Omitting all pictures, print the lines of the listing from the one containing "Can you find the hillside" through the final line, both ends included, with no other text.

:: Supplied entries

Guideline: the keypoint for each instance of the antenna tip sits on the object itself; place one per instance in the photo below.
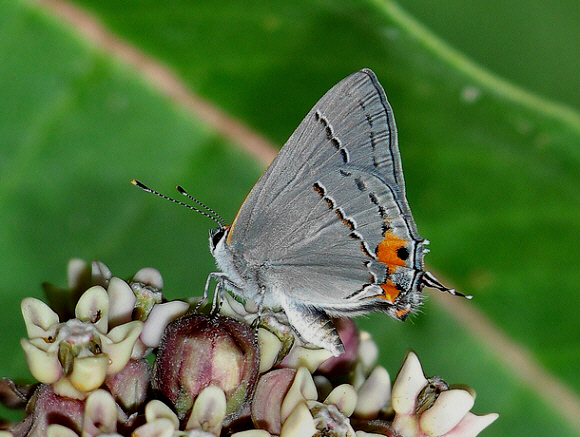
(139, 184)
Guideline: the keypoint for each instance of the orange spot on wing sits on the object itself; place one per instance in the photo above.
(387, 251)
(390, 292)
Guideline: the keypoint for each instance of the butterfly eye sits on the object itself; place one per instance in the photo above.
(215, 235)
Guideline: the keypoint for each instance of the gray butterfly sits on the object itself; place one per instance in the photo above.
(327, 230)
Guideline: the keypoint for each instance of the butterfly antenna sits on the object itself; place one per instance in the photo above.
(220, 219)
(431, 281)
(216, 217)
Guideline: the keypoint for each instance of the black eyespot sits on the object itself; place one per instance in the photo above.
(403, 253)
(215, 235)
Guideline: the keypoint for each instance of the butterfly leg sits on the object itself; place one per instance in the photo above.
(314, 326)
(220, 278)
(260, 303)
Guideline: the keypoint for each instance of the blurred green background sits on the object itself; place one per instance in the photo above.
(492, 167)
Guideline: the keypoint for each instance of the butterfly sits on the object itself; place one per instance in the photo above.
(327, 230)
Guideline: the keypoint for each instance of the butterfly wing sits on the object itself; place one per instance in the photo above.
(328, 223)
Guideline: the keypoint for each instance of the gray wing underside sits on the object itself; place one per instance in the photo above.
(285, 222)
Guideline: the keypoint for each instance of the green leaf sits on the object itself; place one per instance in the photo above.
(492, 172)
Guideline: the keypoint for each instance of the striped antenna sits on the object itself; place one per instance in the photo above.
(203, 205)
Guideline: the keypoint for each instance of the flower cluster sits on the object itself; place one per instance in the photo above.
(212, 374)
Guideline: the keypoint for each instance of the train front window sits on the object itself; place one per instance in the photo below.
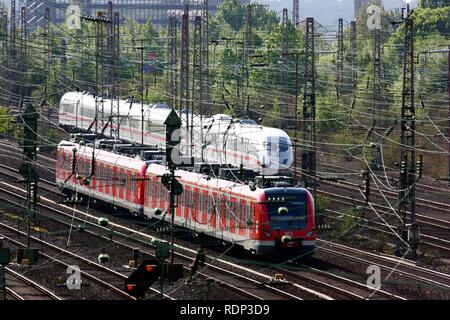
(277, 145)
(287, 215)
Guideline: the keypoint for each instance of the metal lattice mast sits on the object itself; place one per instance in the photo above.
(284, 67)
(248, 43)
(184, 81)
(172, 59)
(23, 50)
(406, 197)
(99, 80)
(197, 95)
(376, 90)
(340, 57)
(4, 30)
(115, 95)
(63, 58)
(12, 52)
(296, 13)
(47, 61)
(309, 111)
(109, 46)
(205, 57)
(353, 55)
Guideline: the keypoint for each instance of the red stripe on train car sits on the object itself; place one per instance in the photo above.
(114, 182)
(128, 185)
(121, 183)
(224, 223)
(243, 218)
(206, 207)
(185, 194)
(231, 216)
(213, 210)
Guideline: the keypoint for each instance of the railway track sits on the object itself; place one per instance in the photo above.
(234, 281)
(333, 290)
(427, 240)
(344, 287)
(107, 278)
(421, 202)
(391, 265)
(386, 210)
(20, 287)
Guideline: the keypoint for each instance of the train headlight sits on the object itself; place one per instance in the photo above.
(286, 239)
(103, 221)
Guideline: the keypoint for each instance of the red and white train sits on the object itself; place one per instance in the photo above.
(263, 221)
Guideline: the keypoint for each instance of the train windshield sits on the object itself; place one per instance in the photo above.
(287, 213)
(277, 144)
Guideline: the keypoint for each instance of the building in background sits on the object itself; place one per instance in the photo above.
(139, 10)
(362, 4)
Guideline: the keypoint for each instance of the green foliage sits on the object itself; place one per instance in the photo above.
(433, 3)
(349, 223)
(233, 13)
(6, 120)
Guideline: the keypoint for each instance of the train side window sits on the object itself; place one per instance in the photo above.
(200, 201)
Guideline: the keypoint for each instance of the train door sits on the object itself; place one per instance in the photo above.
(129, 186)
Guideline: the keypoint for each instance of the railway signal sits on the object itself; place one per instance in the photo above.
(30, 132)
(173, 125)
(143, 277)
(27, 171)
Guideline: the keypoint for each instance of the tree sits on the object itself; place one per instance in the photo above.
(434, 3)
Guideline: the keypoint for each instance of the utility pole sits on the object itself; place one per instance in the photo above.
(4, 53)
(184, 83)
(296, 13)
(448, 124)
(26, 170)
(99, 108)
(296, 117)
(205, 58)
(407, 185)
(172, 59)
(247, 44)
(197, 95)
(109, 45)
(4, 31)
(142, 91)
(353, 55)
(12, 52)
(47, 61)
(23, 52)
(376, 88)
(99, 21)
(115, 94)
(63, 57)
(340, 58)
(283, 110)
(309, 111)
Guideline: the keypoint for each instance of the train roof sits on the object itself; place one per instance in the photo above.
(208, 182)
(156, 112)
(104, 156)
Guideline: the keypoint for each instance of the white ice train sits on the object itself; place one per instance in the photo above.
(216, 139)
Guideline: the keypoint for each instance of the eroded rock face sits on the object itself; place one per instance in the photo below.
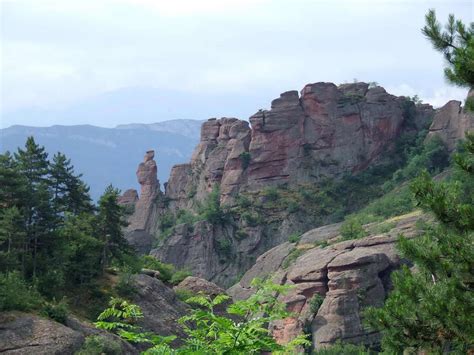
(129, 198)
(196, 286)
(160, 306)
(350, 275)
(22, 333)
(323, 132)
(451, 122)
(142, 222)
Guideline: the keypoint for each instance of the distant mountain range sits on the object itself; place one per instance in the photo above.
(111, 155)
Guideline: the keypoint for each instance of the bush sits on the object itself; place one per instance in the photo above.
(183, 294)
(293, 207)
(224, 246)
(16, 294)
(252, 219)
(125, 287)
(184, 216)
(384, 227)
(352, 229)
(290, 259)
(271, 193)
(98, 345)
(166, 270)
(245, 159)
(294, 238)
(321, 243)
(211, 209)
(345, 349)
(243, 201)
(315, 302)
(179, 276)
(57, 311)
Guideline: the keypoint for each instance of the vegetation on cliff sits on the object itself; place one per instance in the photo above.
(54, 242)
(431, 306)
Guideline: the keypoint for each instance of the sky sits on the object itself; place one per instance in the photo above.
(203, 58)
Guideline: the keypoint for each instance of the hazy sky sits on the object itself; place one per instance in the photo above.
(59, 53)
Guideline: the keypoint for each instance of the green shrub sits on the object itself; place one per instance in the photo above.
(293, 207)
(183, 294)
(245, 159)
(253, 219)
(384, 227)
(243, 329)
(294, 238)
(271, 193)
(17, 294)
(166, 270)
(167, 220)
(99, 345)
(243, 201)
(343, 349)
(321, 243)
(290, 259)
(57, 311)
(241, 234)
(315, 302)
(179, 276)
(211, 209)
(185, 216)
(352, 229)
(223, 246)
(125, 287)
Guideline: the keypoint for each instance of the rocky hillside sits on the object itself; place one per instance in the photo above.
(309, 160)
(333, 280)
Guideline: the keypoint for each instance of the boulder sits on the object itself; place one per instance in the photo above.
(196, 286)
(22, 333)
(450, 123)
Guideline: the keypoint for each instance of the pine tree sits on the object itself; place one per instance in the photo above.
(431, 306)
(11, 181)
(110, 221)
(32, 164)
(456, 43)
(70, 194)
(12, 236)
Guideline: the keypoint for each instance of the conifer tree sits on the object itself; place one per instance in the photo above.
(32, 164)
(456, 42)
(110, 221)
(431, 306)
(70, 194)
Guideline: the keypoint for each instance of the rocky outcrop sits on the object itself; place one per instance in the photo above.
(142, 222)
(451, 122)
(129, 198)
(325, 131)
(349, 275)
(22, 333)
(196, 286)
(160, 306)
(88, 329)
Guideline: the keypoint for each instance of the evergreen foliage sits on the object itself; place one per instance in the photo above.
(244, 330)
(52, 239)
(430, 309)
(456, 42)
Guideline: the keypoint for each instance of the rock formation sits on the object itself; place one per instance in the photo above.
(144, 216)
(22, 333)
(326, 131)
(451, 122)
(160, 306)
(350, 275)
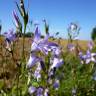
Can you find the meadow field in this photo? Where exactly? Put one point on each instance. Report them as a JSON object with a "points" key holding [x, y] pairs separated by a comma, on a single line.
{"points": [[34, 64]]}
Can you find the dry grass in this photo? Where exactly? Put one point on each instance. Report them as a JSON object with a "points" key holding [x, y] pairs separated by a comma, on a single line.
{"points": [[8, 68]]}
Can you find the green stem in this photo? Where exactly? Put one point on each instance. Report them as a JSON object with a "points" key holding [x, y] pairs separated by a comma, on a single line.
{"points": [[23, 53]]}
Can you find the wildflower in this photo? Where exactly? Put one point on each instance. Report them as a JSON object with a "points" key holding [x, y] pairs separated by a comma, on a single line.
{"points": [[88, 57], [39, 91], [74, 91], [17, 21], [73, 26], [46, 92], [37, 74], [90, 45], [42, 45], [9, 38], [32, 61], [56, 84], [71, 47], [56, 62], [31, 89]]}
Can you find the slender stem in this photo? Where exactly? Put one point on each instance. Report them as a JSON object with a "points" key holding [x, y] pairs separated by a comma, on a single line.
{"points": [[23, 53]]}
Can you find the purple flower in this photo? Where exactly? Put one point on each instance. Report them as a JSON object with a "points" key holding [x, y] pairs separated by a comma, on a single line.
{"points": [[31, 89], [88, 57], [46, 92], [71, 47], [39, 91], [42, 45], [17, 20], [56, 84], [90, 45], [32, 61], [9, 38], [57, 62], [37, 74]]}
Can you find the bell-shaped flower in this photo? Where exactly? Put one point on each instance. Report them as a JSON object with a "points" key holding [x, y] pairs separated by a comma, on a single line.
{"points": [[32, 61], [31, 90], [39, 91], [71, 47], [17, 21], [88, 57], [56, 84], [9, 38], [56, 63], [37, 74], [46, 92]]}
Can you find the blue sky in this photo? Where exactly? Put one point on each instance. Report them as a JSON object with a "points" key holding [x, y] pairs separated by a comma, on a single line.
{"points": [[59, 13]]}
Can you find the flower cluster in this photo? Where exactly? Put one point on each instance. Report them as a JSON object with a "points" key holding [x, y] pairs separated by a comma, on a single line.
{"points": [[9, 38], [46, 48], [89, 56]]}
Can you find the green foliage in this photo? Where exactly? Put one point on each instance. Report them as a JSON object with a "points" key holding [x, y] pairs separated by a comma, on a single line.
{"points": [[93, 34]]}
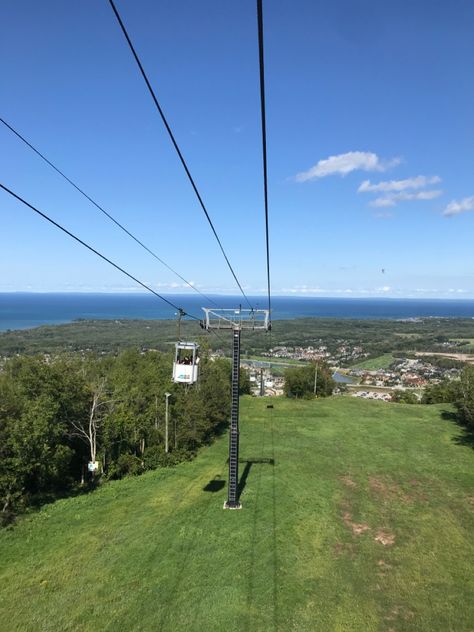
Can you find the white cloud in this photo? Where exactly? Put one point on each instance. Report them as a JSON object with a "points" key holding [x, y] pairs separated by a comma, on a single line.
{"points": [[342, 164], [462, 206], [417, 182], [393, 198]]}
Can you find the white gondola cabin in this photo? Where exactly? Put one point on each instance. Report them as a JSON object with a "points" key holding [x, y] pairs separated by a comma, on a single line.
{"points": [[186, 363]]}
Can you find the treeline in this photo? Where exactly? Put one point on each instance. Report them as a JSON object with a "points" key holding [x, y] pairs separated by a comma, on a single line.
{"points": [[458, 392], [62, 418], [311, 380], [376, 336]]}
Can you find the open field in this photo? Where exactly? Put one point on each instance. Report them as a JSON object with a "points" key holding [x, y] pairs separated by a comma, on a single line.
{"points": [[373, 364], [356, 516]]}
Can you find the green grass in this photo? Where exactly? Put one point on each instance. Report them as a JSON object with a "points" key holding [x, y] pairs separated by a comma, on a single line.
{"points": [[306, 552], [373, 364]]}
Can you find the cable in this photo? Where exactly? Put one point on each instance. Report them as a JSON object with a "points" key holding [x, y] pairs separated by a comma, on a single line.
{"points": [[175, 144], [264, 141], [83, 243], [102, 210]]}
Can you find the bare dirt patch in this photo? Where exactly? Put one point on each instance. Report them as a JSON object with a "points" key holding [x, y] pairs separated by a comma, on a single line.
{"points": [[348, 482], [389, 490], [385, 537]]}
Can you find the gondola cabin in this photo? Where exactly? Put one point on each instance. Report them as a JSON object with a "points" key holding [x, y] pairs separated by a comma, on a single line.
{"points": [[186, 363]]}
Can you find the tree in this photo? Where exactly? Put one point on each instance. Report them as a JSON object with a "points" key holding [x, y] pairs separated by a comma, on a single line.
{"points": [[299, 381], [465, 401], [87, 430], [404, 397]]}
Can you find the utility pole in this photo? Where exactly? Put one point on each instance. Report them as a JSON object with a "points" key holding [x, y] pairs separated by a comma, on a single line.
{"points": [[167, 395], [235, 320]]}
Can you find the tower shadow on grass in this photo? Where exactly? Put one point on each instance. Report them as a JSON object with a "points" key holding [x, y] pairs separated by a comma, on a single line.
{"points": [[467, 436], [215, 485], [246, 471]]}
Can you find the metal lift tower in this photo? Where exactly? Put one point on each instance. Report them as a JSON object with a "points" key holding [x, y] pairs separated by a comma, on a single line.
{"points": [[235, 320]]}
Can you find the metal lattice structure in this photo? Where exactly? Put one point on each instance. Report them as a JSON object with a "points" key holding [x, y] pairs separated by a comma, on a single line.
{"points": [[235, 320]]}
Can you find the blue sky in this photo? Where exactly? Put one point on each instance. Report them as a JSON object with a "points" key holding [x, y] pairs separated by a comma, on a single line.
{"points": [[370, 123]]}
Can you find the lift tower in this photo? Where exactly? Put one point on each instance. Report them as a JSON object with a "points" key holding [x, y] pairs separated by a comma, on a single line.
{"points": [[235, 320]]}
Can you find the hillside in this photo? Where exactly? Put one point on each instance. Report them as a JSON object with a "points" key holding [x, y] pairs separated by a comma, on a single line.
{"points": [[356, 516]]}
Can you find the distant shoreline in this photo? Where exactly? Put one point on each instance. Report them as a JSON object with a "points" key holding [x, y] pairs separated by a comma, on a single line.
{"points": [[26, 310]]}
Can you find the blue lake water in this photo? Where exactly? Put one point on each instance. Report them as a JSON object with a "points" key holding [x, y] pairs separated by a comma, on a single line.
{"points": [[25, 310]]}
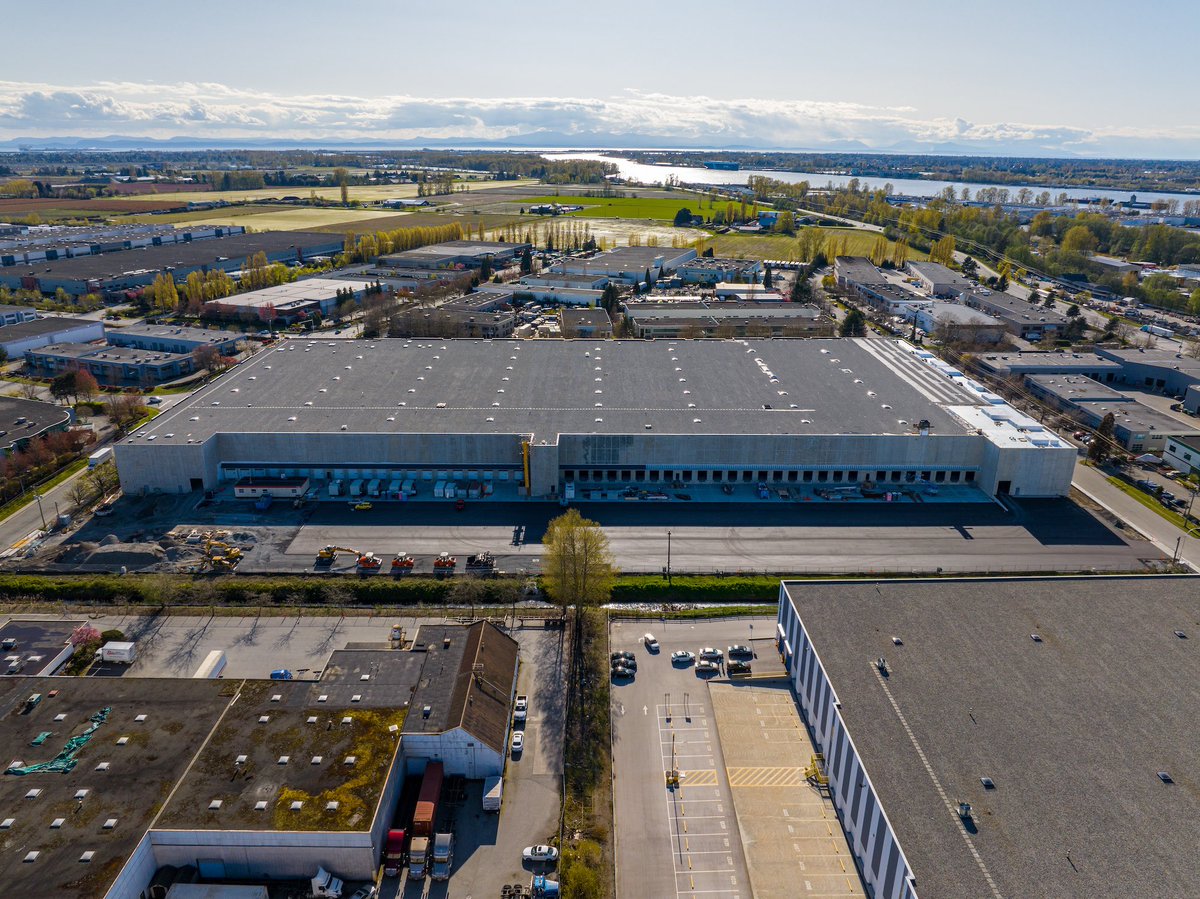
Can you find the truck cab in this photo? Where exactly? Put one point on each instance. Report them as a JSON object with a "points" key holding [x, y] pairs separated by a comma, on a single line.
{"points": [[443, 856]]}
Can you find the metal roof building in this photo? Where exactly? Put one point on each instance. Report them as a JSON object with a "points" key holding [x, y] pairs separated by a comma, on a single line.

::::

Exercise response:
Can you find the hillside in this photo? Where exactly? Put one point on each instance. Report them as a JSON object with a "points" key holding [x, y] pairs separated by a comma, on a single line.
{"points": [[356, 516]]}
Can you find the distant shoreline in this photo? Where exactly? Put one point on each instance. Report them as a JSON object with a "points" key holding [x, y] pairs separated by a comma, on a single line.
{"points": [[26, 310]]}
Can you find the blue lake water in this photo? Where exactly? Put one point on each instance. Report them as a JSON object with a "points" key holding [x, y] pairs separated by a comma, on a single line.
{"points": [[25, 310]]}
Can you find the truck cab in this photo? Where exactly? Put one point on each instance. Report them as a JSON object with a "points" key holding [x, y] pairs separated by a comma, on a single line.
{"points": [[443, 856]]}
Can you find the metal roof building in this photo? Where exactly? Put one point on each instance. Report them as a JSON object with a "points" key holding [x, y] pairs separated by a comma, on a single line.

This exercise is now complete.